YOUR OBJECTIVE |
Reproduce each entry below verbatim.

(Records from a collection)
-- -- --

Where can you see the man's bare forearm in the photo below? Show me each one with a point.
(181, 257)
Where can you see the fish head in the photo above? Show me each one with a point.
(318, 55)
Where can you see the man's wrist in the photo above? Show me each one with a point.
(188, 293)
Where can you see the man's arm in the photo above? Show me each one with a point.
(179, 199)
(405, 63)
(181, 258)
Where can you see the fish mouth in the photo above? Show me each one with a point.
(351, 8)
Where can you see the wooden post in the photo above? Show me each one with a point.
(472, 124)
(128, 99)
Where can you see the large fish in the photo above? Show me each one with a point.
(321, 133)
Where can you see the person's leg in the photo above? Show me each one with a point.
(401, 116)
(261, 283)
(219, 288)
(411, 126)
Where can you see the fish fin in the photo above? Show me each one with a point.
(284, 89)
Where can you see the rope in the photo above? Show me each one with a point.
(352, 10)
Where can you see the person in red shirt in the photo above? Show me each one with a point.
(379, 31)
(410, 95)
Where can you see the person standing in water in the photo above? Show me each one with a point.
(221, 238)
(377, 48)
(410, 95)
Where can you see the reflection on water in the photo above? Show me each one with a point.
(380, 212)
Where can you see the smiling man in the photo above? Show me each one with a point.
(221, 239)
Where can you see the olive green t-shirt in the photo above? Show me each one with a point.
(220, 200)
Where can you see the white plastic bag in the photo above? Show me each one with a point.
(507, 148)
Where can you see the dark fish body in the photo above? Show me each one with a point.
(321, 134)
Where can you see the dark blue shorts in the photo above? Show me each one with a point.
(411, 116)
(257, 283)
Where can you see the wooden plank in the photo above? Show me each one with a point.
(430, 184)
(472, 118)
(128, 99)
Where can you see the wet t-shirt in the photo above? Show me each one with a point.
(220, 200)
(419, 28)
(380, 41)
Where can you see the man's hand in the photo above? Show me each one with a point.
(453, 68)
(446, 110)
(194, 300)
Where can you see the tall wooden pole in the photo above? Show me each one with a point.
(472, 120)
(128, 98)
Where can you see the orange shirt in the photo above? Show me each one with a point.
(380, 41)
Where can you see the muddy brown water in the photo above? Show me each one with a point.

-- -- --

TASK RESPONSE |
Where can you see the man's bare forearm in the photo below? Show me each one with a point.
(181, 257)
Where can you see the fish head in the photo above? Show me each one with a point.
(318, 55)
Where can you see the man's wrist in the photo above? Show me each one with a point.
(188, 293)
Where can you see the man's arm in the photo above? Show me each one with a point.
(179, 199)
(405, 63)
(181, 258)
Where can you see the fish mouth in the photo above? Show me each one with a point.
(351, 8)
Where can you see the wooden post in the photo above? Show me each one with a point.
(472, 124)
(128, 99)
Where can you see the large fish in the photo above? Show me each one with a point.
(321, 133)
Where can you see the person's leg in the photo above? Show me each one with a point.
(401, 116)
(261, 283)
(219, 288)
(411, 126)
Where can you see the fish fin in the photo above? Show me each one with a point.
(284, 89)
Where can you see the rope in the photo above? Show me each one with a point.
(352, 10)
Where can you see the person in red shirt in the photo above? Show me each one with a point.
(379, 31)
(410, 95)
Where can you see the person standing in water in the photo above? Show me each one with a point.
(221, 238)
(377, 48)
(410, 95)
Where can you see the reflection on water in the photo above? Show me each one with a point.
(380, 212)
Where can you see the smiling man in the photo above? Show me each one with a point.
(221, 239)
Where can you see the olive green t-shirt in the photo above? Show me each one with a point.
(220, 200)
Where can you see the white plastic bag in the photo above? Show me each one with a point.
(507, 148)
Where can you see the dark fish body in the photo above? Show me each one with a point.
(321, 134)
Where can you see the dark blue shorts in the photo above? Show me each one with a point.
(411, 116)
(257, 283)
Where can you see the wooden plank in the photo above? Show me each one with a point.
(430, 184)
(472, 118)
(128, 99)
Where can you see the wet t-shirt in the photo above? Show me each one with a point.
(220, 200)
(419, 28)
(380, 41)
Where can you see the man's hand in the photo above? Show me each one with a point.
(453, 68)
(446, 110)
(194, 300)
Where can you see the tall wooden pole in the photo above? Show me each one with a point.
(472, 120)
(128, 98)
Where can you see the orange shirt in the photo above? Show me each one with a point.
(380, 41)
Where can you see the muddy brown water in the photo above? Show me each one with a point.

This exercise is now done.